Each line of the material below that holds the word "hillside" needs to be copied.

= = = = =

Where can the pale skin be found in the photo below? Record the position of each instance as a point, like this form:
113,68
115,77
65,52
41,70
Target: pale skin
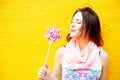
75,27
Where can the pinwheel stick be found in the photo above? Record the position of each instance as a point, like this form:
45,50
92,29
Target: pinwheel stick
46,58
53,36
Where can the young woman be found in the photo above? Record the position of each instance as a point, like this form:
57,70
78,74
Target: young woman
83,57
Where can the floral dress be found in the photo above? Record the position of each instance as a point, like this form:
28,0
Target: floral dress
93,73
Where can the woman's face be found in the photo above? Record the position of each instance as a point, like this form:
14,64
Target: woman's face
76,25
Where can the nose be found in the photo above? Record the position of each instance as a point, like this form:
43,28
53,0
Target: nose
72,25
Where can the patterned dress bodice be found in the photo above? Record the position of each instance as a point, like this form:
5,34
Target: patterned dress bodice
93,73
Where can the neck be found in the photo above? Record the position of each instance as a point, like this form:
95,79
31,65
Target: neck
82,41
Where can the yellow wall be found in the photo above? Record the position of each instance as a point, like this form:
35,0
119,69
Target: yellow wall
23,25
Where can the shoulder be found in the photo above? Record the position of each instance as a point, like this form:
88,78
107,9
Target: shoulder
104,58
60,54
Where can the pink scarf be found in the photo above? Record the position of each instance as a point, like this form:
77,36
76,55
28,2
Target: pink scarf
75,58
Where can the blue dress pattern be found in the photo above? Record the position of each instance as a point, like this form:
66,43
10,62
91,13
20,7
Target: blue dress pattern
79,74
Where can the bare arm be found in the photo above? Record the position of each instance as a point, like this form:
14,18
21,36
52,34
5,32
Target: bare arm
104,61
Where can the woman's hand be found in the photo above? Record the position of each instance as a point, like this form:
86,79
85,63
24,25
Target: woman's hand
44,73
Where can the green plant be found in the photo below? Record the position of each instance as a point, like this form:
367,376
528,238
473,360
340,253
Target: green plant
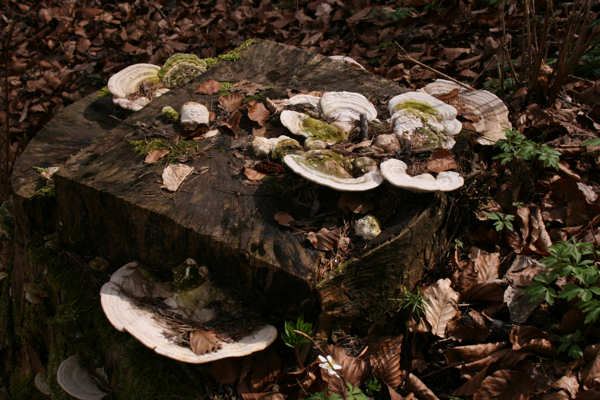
414,303
372,386
517,146
501,220
577,263
353,393
592,142
570,345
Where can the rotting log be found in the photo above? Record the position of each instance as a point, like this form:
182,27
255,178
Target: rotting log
108,203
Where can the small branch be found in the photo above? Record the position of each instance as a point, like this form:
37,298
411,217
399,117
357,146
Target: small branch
440,73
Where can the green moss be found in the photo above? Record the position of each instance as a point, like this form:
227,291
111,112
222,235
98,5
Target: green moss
418,107
103,92
328,162
176,150
323,131
232,55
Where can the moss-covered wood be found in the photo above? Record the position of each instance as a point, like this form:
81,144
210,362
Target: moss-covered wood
108,203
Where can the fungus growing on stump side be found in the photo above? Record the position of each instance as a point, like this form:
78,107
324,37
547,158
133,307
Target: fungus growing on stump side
120,299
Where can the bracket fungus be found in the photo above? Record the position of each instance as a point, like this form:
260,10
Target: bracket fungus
304,125
395,172
181,68
120,300
193,114
426,122
330,169
487,113
345,108
74,379
135,86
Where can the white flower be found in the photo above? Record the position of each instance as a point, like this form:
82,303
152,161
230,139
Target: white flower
329,365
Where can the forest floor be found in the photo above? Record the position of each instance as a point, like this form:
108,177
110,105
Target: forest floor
471,330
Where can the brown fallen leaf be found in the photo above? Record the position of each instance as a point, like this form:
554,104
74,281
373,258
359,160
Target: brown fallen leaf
440,302
174,174
231,102
505,385
253,174
204,341
208,87
257,112
155,155
283,218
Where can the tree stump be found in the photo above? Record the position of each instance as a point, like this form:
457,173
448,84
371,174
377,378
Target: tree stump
108,203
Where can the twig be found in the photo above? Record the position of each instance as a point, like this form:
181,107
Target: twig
440,73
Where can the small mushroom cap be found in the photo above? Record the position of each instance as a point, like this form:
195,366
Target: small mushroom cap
181,68
300,164
125,315
367,227
346,106
394,172
77,381
489,114
128,80
193,114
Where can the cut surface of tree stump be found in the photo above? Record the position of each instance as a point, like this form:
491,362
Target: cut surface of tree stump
110,203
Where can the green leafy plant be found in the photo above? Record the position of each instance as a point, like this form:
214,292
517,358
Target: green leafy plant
352,393
517,146
414,303
372,386
570,344
577,262
501,221
291,338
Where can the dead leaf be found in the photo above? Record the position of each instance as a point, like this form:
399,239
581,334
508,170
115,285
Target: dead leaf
258,112
283,218
174,174
155,155
231,102
385,361
204,341
325,239
253,174
416,385
440,302
208,87
505,385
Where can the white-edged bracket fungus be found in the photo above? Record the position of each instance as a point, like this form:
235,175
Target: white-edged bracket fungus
345,108
127,86
328,168
394,172
125,314
193,114
487,113
74,379
426,122
181,68
367,227
304,125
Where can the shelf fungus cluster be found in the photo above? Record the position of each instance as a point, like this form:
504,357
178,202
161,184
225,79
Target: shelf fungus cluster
78,381
135,86
189,319
423,121
486,112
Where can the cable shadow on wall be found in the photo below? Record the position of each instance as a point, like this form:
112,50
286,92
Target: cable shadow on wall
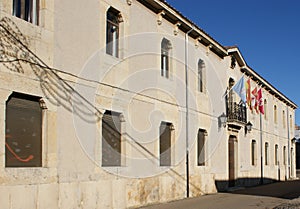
17,57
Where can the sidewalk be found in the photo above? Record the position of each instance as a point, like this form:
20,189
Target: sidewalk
276,195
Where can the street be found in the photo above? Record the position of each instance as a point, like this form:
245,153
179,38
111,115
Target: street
281,195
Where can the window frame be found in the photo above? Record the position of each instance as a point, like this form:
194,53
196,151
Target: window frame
27,10
276,159
112,38
166,47
109,120
201,147
201,76
14,102
253,153
267,153
165,146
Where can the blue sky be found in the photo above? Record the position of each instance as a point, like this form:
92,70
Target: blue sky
266,31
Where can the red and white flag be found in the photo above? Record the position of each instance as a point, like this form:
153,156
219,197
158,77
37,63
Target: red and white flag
260,102
254,99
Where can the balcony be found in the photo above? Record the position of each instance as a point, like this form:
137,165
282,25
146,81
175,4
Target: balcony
236,113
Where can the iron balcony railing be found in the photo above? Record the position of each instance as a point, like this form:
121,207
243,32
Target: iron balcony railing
236,112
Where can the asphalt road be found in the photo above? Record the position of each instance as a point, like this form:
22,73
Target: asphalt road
281,195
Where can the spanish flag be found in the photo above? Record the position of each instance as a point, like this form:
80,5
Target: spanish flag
248,93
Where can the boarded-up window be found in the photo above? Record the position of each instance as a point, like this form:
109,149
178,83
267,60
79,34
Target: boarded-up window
27,10
165,61
266,153
201,75
165,144
276,155
201,147
284,155
23,131
112,32
253,152
111,139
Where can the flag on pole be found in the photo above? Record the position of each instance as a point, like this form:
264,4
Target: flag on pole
260,102
240,89
248,93
254,102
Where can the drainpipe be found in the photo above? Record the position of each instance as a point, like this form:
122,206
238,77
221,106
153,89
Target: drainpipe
187,113
289,146
261,151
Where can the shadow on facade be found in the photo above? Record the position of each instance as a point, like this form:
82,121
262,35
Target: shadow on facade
270,188
17,57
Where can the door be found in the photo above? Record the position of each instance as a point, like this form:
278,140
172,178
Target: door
231,160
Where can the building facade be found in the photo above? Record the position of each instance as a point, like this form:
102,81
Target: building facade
119,104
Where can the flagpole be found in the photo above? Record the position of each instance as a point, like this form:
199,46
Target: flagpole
261,151
232,86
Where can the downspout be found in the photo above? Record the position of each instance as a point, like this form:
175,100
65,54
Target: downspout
261,151
289,146
187,112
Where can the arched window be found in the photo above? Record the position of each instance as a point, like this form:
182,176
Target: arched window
201,76
166,46
253,152
23,131
112,32
275,114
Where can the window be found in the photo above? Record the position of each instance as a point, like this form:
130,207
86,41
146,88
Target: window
275,114
266,153
27,10
284,155
165,143
201,76
201,147
266,109
276,155
165,60
23,131
111,139
283,119
253,153
113,18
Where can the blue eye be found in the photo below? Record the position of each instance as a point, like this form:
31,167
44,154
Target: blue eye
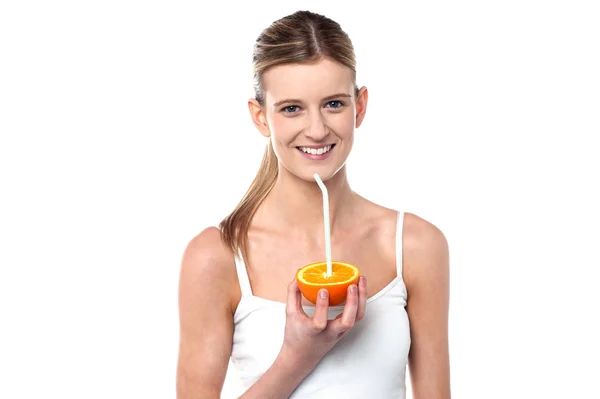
335,104
290,109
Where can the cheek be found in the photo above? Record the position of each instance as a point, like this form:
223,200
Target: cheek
284,128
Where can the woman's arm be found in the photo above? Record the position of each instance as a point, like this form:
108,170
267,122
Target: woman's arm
208,285
207,278
426,274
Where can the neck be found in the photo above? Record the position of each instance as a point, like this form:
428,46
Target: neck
295,205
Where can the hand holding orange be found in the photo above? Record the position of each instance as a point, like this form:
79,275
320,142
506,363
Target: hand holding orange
313,277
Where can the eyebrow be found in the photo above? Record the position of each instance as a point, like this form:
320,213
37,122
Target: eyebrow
328,98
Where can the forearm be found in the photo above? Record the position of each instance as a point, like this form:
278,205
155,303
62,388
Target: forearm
279,381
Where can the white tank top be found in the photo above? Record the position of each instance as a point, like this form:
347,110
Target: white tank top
368,362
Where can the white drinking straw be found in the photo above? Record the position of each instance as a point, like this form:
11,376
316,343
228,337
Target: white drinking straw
326,223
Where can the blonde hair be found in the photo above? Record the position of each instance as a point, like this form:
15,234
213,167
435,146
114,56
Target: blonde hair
302,37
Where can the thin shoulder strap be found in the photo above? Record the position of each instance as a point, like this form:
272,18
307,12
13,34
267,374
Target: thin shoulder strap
399,231
242,272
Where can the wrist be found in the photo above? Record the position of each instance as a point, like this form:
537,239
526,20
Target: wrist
290,363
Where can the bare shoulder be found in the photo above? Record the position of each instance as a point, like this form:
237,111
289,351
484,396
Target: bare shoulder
206,299
207,259
425,249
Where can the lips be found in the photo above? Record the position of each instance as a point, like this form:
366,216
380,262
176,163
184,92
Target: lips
316,152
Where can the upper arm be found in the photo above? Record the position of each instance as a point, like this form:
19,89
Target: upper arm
205,316
427,281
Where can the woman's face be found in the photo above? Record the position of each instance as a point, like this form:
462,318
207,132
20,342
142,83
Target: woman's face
309,113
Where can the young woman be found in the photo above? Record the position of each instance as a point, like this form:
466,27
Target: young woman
238,294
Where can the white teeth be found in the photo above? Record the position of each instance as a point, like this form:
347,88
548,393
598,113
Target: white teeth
316,151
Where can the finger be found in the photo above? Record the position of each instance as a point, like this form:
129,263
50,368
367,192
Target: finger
294,298
346,321
321,310
362,297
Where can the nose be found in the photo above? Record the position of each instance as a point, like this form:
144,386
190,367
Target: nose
317,129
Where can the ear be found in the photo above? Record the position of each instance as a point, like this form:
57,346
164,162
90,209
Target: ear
258,117
362,98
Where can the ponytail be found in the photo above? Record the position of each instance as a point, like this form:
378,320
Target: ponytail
234,228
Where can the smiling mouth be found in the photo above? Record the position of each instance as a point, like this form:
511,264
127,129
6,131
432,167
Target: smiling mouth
316,151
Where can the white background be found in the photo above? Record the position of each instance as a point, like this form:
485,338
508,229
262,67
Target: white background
124,132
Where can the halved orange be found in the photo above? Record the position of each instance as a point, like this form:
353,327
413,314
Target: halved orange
311,278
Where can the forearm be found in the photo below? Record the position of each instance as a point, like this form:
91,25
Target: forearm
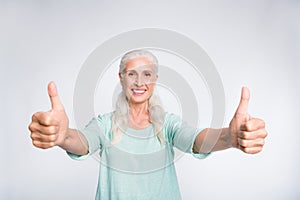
75,142
210,140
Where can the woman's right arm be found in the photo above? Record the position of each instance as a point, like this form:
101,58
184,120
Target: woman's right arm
51,128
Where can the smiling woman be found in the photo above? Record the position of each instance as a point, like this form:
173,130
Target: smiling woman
136,140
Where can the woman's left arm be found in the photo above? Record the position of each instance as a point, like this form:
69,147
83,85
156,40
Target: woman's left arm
244,132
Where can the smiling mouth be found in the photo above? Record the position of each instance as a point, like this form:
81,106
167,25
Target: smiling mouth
138,91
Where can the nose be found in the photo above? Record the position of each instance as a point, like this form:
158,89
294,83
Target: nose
139,81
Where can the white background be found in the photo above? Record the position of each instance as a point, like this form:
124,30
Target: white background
253,43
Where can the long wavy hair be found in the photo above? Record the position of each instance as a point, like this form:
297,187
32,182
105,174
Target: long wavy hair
122,110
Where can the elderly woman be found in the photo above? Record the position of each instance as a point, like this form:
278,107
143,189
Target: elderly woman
136,140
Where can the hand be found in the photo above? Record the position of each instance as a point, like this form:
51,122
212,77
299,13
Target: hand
247,133
49,128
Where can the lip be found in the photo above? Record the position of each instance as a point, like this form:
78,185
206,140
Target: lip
138,91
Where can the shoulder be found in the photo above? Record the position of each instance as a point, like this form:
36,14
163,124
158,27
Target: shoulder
105,117
171,118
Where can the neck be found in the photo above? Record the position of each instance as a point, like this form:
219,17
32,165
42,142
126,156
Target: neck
139,115
138,109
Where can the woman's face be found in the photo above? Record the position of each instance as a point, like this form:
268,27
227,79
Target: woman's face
138,80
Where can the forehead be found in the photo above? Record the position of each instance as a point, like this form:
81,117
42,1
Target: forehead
139,63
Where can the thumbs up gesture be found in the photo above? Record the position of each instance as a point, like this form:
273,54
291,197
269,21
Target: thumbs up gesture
49,128
247,133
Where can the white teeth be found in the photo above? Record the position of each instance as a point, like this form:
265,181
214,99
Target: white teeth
139,91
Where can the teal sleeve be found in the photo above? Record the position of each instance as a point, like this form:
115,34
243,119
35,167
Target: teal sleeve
94,133
182,135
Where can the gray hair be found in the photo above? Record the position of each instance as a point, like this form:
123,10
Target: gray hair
138,53
155,108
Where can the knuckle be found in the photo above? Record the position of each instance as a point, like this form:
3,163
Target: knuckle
52,138
248,126
31,127
243,142
52,129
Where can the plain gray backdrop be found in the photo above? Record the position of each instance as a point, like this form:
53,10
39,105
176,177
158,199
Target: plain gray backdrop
252,43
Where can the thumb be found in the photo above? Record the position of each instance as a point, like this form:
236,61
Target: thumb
242,110
54,98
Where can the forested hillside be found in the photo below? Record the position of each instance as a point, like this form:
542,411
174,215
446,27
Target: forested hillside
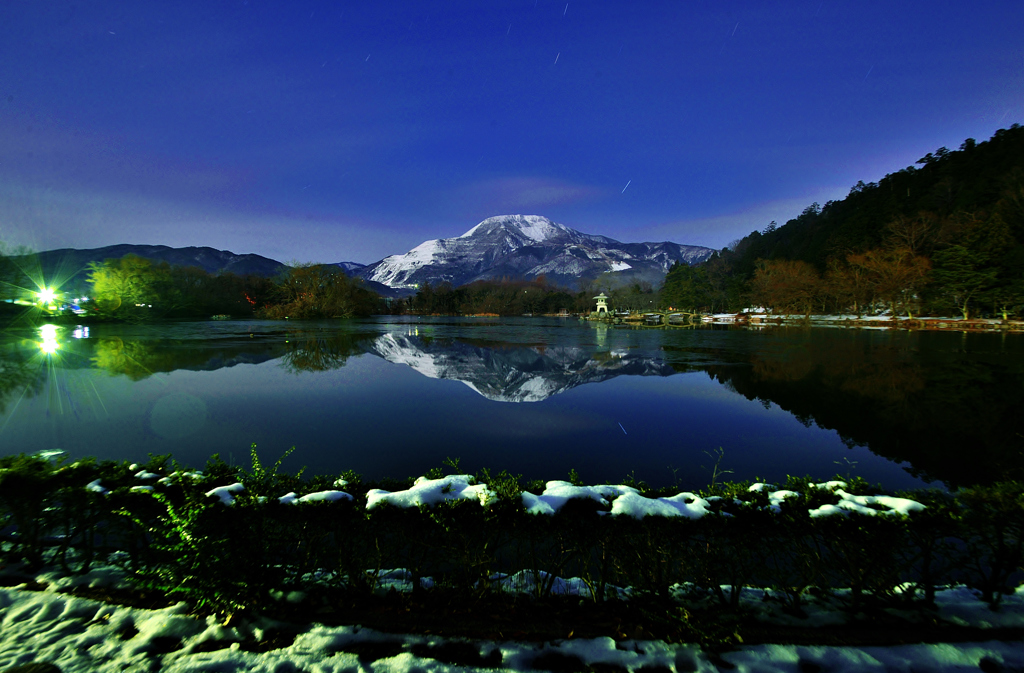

= = = = =

_Completed task_.
Where can the forested hillside be found in the photo below? Record the position of each instance as a point, like this form:
Target: forested hillside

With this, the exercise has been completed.